══ Input rows

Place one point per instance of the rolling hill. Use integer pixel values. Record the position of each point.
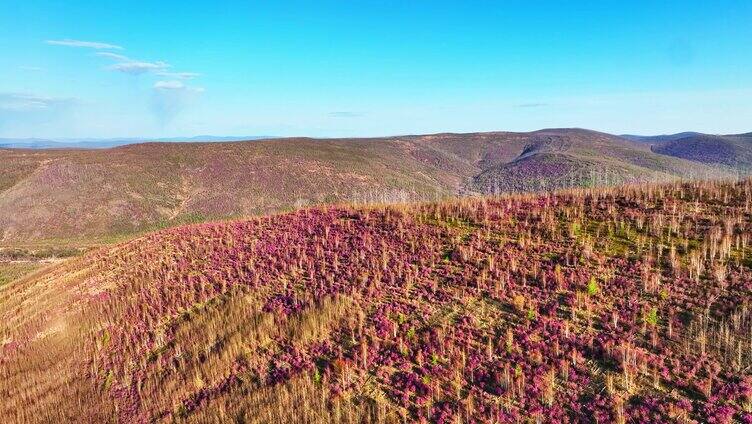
(732, 151)
(72, 195)
(602, 305)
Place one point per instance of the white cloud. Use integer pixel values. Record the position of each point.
(169, 85)
(179, 75)
(86, 44)
(19, 102)
(136, 67)
(24, 113)
(115, 56)
(176, 85)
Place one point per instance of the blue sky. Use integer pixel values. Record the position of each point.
(361, 68)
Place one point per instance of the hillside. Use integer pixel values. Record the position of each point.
(609, 305)
(731, 151)
(75, 196)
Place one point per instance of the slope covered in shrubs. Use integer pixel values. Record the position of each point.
(608, 305)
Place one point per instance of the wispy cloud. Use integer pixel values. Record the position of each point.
(20, 102)
(175, 85)
(172, 97)
(137, 67)
(28, 113)
(114, 56)
(134, 67)
(179, 75)
(85, 44)
(528, 105)
(345, 114)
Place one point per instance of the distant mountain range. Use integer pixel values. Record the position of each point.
(64, 193)
(103, 143)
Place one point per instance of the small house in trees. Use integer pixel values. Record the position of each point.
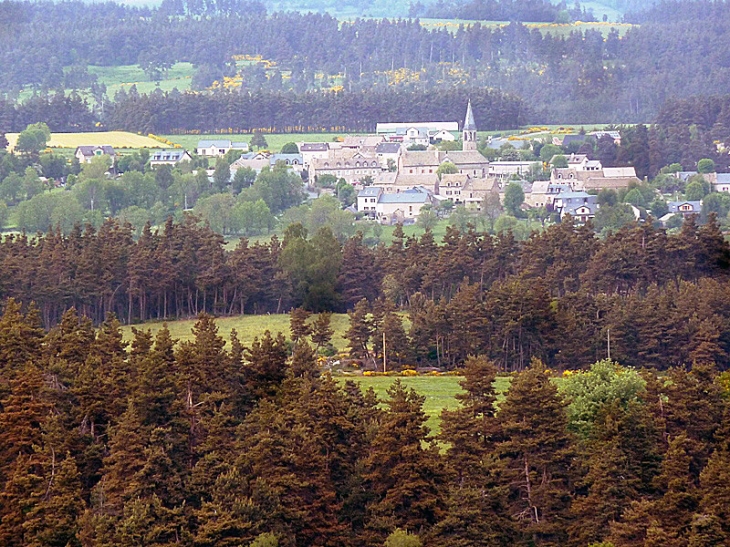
(721, 182)
(582, 206)
(169, 157)
(86, 153)
(404, 206)
(290, 160)
(311, 150)
(392, 208)
(255, 160)
(219, 147)
(348, 164)
(388, 154)
(503, 170)
(684, 208)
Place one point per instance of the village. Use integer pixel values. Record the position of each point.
(406, 168)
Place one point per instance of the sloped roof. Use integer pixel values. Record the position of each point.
(369, 192)
(459, 157)
(469, 123)
(314, 147)
(675, 205)
(89, 150)
(168, 155)
(414, 195)
(609, 172)
(214, 144)
(387, 148)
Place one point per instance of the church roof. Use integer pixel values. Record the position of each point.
(469, 123)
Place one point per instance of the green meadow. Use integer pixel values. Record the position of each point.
(440, 391)
(248, 327)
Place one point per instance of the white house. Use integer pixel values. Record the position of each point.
(580, 205)
(169, 157)
(86, 153)
(312, 150)
(392, 208)
(219, 147)
(503, 170)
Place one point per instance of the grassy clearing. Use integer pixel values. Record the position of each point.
(247, 326)
(274, 140)
(117, 139)
(439, 391)
(124, 77)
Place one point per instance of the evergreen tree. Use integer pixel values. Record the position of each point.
(405, 478)
(536, 457)
(322, 330)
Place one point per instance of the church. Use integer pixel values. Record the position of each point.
(468, 160)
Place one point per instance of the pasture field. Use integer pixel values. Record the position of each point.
(124, 77)
(274, 140)
(247, 326)
(117, 139)
(439, 391)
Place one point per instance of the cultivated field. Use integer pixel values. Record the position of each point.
(117, 139)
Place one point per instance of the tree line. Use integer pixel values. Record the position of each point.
(573, 78)
(473, 294)
(198, 444)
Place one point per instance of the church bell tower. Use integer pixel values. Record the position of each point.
(469, 132)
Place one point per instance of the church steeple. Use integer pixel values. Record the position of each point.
(469, 132)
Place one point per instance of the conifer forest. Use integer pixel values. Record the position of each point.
(208, 443)
(593, 355)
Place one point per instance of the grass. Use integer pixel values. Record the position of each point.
(124, 77)
(247, 326)
(275, 141)
(117, 139)
(439, 391)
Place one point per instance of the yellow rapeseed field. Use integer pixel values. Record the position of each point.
(117, 139)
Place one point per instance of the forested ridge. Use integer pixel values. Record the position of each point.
(580, 77)
(553, 296)
(156, 443)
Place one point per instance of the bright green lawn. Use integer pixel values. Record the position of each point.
(123, 77)
(439, 391)
(247, 326)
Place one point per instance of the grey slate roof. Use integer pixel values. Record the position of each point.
(387, 148)
(675, 205)
(314, 147)
(414, 195)
(89, 150)
(215, 144)
(369, 192)
(168, 155)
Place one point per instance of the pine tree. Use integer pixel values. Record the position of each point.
(475, 504)
(405, 478)
(298, 324)
(322, 330)
(360, 330)
(536, 457)
(53, 520)
(265, 367)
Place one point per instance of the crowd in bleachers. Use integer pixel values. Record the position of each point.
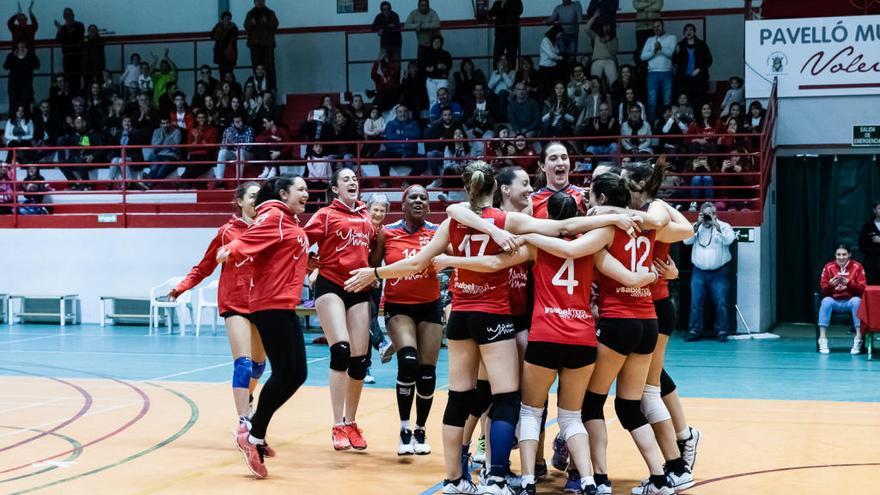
(621, 106)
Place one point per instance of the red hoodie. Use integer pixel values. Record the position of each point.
(279, 249)
(344, 236)
(235, 278)
(853, 270)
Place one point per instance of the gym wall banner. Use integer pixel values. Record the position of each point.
(823, 56)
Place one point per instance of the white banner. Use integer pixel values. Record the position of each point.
(820, 56)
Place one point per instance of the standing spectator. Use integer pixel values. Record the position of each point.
(692, 61)
(426, 23)
(260, 25)
(711, 259)
(506, 15)
(21, 64)
(842, 284)
(387, 24)
(70, 35)
(95, 61)
(657, 52)
(225, 37)
(569, 15)
(20, 30)
(869, 245)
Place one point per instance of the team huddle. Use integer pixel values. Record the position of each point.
(555, 283)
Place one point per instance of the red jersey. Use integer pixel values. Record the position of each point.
(617, 300)
(660, 290)
(279, 249)
(472, 291)
(418, 288)
(562, 312)
(540, 197)
(235, 278)
(343, 236)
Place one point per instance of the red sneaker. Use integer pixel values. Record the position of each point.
(340, 438)
(253, 455)
(355, 436)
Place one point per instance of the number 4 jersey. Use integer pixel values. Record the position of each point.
(472, 291)
(637, 255)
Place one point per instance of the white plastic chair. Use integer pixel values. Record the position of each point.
(182, 302)
(208, 300)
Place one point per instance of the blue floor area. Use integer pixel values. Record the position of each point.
(785, 369)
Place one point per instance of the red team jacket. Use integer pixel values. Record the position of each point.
(472, 291)
(418, 288)
(562, 312)
(343, 236)
(235, 278)
(279, 249)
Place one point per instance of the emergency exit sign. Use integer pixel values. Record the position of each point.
(866, 135)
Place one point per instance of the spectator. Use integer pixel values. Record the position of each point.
(711, 259)
(225, 37)
(658, 52)
(19, 28)
(523, 113)
(21, 64)
(94, 63)
(692, 60)
(387, 24)
(236, 134)
(842, 284)
(426, 24)
(568, 15)
(437, 63)
(633, 131)
(548, 63)
(465, 79)
(70, 35)
(506, 16)
(260, 25)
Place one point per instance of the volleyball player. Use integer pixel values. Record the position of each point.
(413, 317)
(279, 249)
(249, 358)
(344, 234)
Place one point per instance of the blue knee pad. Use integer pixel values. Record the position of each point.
(259, 368)
(242, 372)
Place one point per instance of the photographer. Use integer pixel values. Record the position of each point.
(710, 256)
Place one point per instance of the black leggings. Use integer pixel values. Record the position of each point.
(286, 350)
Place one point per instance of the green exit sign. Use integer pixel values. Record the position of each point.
(866, 135)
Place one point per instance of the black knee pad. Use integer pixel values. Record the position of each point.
(407, 365)
(629, 412)
(457, 408)
(667, 386)
(357, 367)
(482, 398)
(594, 406)
(426, 381)
(505, 407)
(340, 355)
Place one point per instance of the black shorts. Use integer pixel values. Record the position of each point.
(349, 299)
(430, 312)
(628, 335)
(665, 315)
(484, 328)
(554, 356)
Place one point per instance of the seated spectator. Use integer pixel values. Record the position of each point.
(559, 114)
(237, 133)
(842, 284)
(465, 79)
(523, 113)
(633, 129)
(167, 137)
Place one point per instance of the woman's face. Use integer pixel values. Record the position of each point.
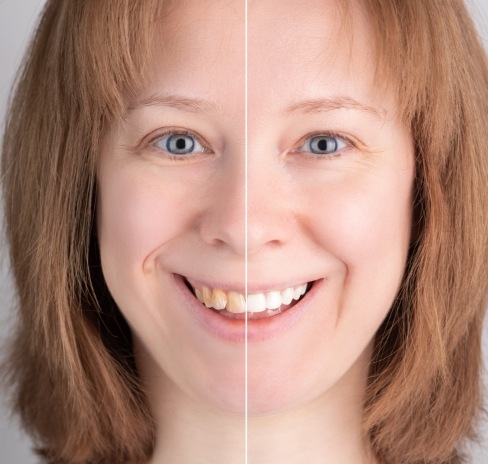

════

Task directions:
Turn the material above into a numbered list of its lines with the blank lines dropped, and leave out the pictures.

Solution:
1. Place one point per instance of the rolling hill. Use integer pixel values. Record the position of each point.
2. (732, 151)
3. (72, 195)
4. (602, 305)
5. Place one point per instance of the white cloud. Use integer pixel values. Record the position of each point.
6. (169, 85)
7. (179, 75)
8. (86, 44)
9. (19, 102)
10. (136, 67)
11. (24, 113)
12. (115, 56)
13. (176, 85)
14. Place one point per instance of the blue sky. Use integer pixel values. Record the position of each point.
15. (361, 68)
16. Place one point per instance of the hillside. Use integer pixel values. Record the position of each point.
17. (609, 305)
18. (731, 151)
19. (75, 196)
20. Place one point per instance of the slope covered in shrubs. Use integer pixel values. Record the position of each point.
21. (608, 305)
22. Place one point per instance of the wispy cloud. Use integer pixel values. Record the position of each point.
23. (20, 102)
24. (175, 85)
25. (172, 97)
26. (137, 67)
27. (28, 113)
28. (114, 56)
29. (134, 67)
30. (179, 75)
31. (85, 44)
32. (528, 105)
33. (345, 114)
34. Place one point per instance of the distant mountain range. Use integer pixel values. Record the position of each point.
35. (64, 193)
36. (103, 143)
37. Place one point per instance of the small house in trees. Use integer pixel values. Record the position of each point.
38. (721, 182)
39. (582, 206)
40. (169, 157)
41. (86, 153)
42. (404, 206)
43. (290, 160)
44. (311, 150)
45. (392, 208)
46. (255, 160)
47. (219, 147)
48. (348, 164)
49. (388, 154)
50. (503, 170)
51. (684, 208)
52. Place one point per instance of the village. Use integer pixel values. Record the position of each point.
53. (406, 168)
54. Place one point per instance of the sloped roof. Use integer pixel values. Record the position of each point.
55. (369, 192)
56. (459, 157)
57. (469, 123)
58. (314, 147)
59. (675, 205)
60. (89, 150)
61. (168, 155)
62. (414, 195)
63. (609, 172)
64. (214, 144)
65. (387, 148)
66. Place one point per instance of the church roof. Use integer pixel values. Record the position of each point.
67. (469, 123)
68. Place one point per instance of the green meadow. Use integer pixel values. Record the position of each point.
69. (440, 391)
70. (248, 327)
71. Place one point per instance of the white house. Use integer pixel values. Record the position of each point.
72. (580, 205)
73. (169, 157)
74. (86, 153)
75. (312, 150)
76. (392, 208)
77. (219, 147)
78. (503, 170)
79. Place one point per instance of the grassy clearing. Use integer pixel values. Record the position of each point.
80. (247, 326)
81. (274, 140)
82. (117, 139)
83. (439, 391)
84. (124, 77)
85. Place one point per instance of the evergreen tree. Use integer pixel values. Record the position of each point.
86. (405, 478)
87. (536, 457)
88. (322, 330)
89. Place one point per instance of the church. Use integer pixel values. Record the position of each point.
90. (468, 160)
91. Place one point per instance of the pasture field. Use integer pixel values. Record the position of each point.
92. (124, 77)
93. (274, 140)
94. (247, 326)
95. (117, 139)
96. (439, 391)
97. Place one point per instance of the cultivated field. Use integer pixel values. Record the position of each point.
98. (117, 139)
99. Place one point per instance of the tree line. Use integer pixel values. Record the position of each point.
100. (573, 78)
101. (473, 294)
102. (198, 444)
103. Place one point per instance of the church bell tower. Use integer pixel values. Record the position of each point.
104. (469, 132)
105. Place one point per instance of the church steeple. Use integer pixel values. Record the position of each point.
106. (469, 132)
107. Place one point per instance of the conifer forest. Use integer pixel values. Record the position of each point.
108. (208, 443)
109. (593, 355)
110. Place one point per instance of the grass. Use integer pixel values. Record the position of each point.
111. (124, 77)
112. (247, 326)
113. (275, 141)
114. (117, 139)
115. (439, 391)
116. Place one point per instance of the yellow rapeseed field. Use integer pixel values. Record the position of each point.
117. (117, 139)
118. Place one point per instance of the forested ridge. Use integer pixel values. Record the position of each point.
119. (580, 77)
120. (553, 296)
121. (156, 443)
122. Place one point per instance of the bright green lawn. Use integer pixel values. Record the position of each point.
123. (123, 77)
124. (439, 391)
125. (247, 326)
126. Place one point per instance of the grey slate roof. Use integer pixel values. Record the position of each point.
127. (387, 148)
128. (675, 205)
129. (314, 147)
130. (414, 195)
131. (89, 150)
132. (215, 144)
133. (369, 192)
134. (168, 155)
135. Place one point per instance of the pine tree. Use integer pixel values. Record the position of each point.
136. (475, 504)
137. (405, 478)
138. (298, 324)
139. (322, 330)
140. (360, 330)
141. (536, 457)
142. (53, 520)
143. (265, 367)
144. Place one point per instance of the crowd in bleachers. Use integer pixel values. Record the position of each point.
145. (621, 106)
146. Place one point per instance of the red hoodie. Use integer pixel values. Record the position of each point.
147. (279, 249)
148. (344, 236)
149. (235, 278)
150. (853, 270)
151. Place one point per instance of the gym wall banner. Use integer pixel values. Record the position of each point.
152. (823, 56)
153. Place one point per instance of the white banner. Use integer pixel values. Record the position of each point.
154. (820, 56)
155. Place one point per instance of the standing spectator. Use integer pixel values. Record the position of each point.
156. (692, 61)
157. (426, 23)
158. (260, 25)
159. (711, 259)
160. (506, 15)
161. (21, 64)
162. (842, 284)
163. (387, 24)
164. (70, 35)
165. (95, 61)
166. (657, 52)
167. (225, 37)
168. (569, 15)
169. (20, 30)
170. (869, 245)
171. Place one point per instance of the team huddle. Use integer pixel values. Record the position of each point.
172. (555, 283)
173. Place one point per instance of the red jersey. Use integer pixel values. Record the position of each point.
174. (617, 300)
175. (660, 290)
176. (279, 249)
177. (472, 291)
178. (418, 288)
179. (562, 312)
180. (540, 197)
181. (235, 278)
182. (343, 236)
183. Place one point per instance of the red sneaker. Use integer pixel values. Record the position of each point.
184. (340, 438)
185. (253, 455)
186. (355, 436)
187. Place one point per instance of the number 4 jersey. Use integer pixel values. Record the position of each point.
188. (472, 291)
189. (637, 255)
190. Place one point per instance of the white plastic chair. Use integer pixel values. Record the position of each point.
191. (182, 302)
192. (208, 300)
193. Place one point per instance of the blue floor area. Use integer pixel values. Record the position of each point.
194. (785, 369)
195. Place one point per instance of the red team jacket. Use integer pixel values. Record the position of each point.
196. (472, 291)
197. (418, 288)
198. (562, 312)
199. (343, 236)
200. (235, 278)
201. (279, 249)
202. Place one point per instance of the emergency exit sign. Use integer pixel values. Record the position of each point.
203. (866, 135)
204. Place one point per instance of the spectator. Use integer pixel values. Record the position of each point.
205. (711, 259)
206. (225, 37)
207. (658, 52)
208. (19, 28)
209. (523, 113)
210. (21, 64)
211. (94, 63)
212. (692, 60)
213. (387, 24)
214. (236, 134)
215. (842, 284)
216. (426, 24)
217. (568, 15)
218. (437, 63)
219. (633, 131)
220. (548, 63)
221. (465, 79)
222. (70, 35)
223. (506, 16)
224. (260, 25)
225. Place one point per instance of the volleyball player. Use integer pixel values. Record the position of each point.
226. (413, 317)
227. (279, 249)
228. (249, 358)
229. (344, 234)
230. Place one point per instance of the blue knee pad. Use integer pixel values. Record the position of each point.
231. (259, 368)
232. (242, 372)
233. Place one point per instance of the photographer. Use integer pixel values. Record the position of each point.
234. (710, 256)
235. Place one point per instance of the black leggings. Use integer pixel values. Record the position of each point.
236. (286, 350)
237. Place one point per instance of the green exit sign. Use integer pixel values. Record the position of each point.
238. (866, 135)
239. Place one point per instance of the black knee pad. Use integer pixel values. Record the position of each point.
240. (407, 365)
241. (629, 412)
242. (457, 408)
243. (667, 386)
244. (357, 367)
245. (482, 398)
246. (594, 406)
247. (426, 381)
248. (505, 407)
249. (340, 355)
250. Place one point per instance of the black shorts. Use integer pixel values. Record the position of each point.
251. (349, 299)
252. (430, 312)
253. (628, 335)
254. (665, 315)
255. (484, 328)
256. (554, 356)
257. Place one point per instance of the seated spectator. Use integer pixel values. Record the position of each point.
258. (559, 114)
259. (237, 133)
260. (842, 284)
261. (465, 79)
262. (523, 113)
263. (633, 129)
264. (167, 137)
265. Place one point per instance of the woman's face. Use integer pixel values. Record the position of each point.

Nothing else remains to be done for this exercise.